**Tu tarea A**
Copia sin cambios el pasaje del texto «Un gran sentimiento» que va desde «En mí, la razón» hasta «ni es incomprensible.», incluido este último.
**Tu tarea B**
Prolonga el texto «Un gran sentimiento» empezando justo después de su última oración.

**Documento**
+ + +
Un gran sentimiento
He tenido que remontarme hacia atrás en el curso de mi vida para hallar la primera razón de todo lo que ahora me está ocurriendo.
Tal vez haya dicho mal diciendo «la primera razón»; porque la verdad es que siempre he actuado en mi vida más bien impulsada y guiada por mis sentimientos. Hoy mismo, en este torrente de cosas que debo realizar, me dejo conducir muchas veces, casi siempre, más por lo que siento que por otros motivos.
En mí, la razón tiene que explicar, a menudo, lo que siento; y por eso, para explicar mi vida de hoy, es decir lo que hago, de acuerdo con lo que mi alma siente, tuve que ir a buscar, en mis primeros años, los primeros sentimientos que hacen razonable, o por lo menos explicable, todo lo que es para mis supercríticos un «incomprensible sacrificio” que para mí, ni es sacrificio, ni es incomprensible.
+ + +
**Datos sacados**
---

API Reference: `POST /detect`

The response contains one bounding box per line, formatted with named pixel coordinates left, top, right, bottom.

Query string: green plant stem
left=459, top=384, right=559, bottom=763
+ + +
**Tu respuesta A**
En mí, la razón tiene que explicar, a menudo, lo que siento; y por eso, para explicar mi vida de hoy, es decir lo que hago, de acuerdo con lo que mi alma siente, tuve que ir a buscar, en mis primeros años, los primeros sentimientos que hacen razonable, o por lo menos explicable, todo lo que es para mis supercríticos un «incomprensible sacrificio” que para mí, ni es sacrificio, ni es incomprensible.

**Tu respuesta B**
He hallado en mi corazón, un sentimiento fundamental que domina desde allí, en forma total, mi espíritu y mi vida: ese sentimiento es mi indignación frente a la injusticia. Desde que yo me acuerdo cada injusticia me hace doler el alma como si me clavase algo en ella. De cada edad guardo el recuerdo de alguna injusticia que me sublevó desgarrándome íntimamente.
Recuerdo muy bien que estuve muchos días tristes cuando me enteré que en el mundo había pobres y había ricos; y lo extraño es que no me doliese tanto la existencia de los pobres como el saber que al mismo tiempo había ricos.
Algún día todo cambiará
Nunca pensé, sin embargo, que me iba a tocar una participación tan directa en la lucha de mi pueblo por la justicia social.
Débil mujer al fin, yo nunca me imaginé que el grave problema de los pobres y de los ricos iba a golpear un día tan directamente a las puertas de mi corazón reclamando mi humilde esfuerzo para una solución en mi Patria.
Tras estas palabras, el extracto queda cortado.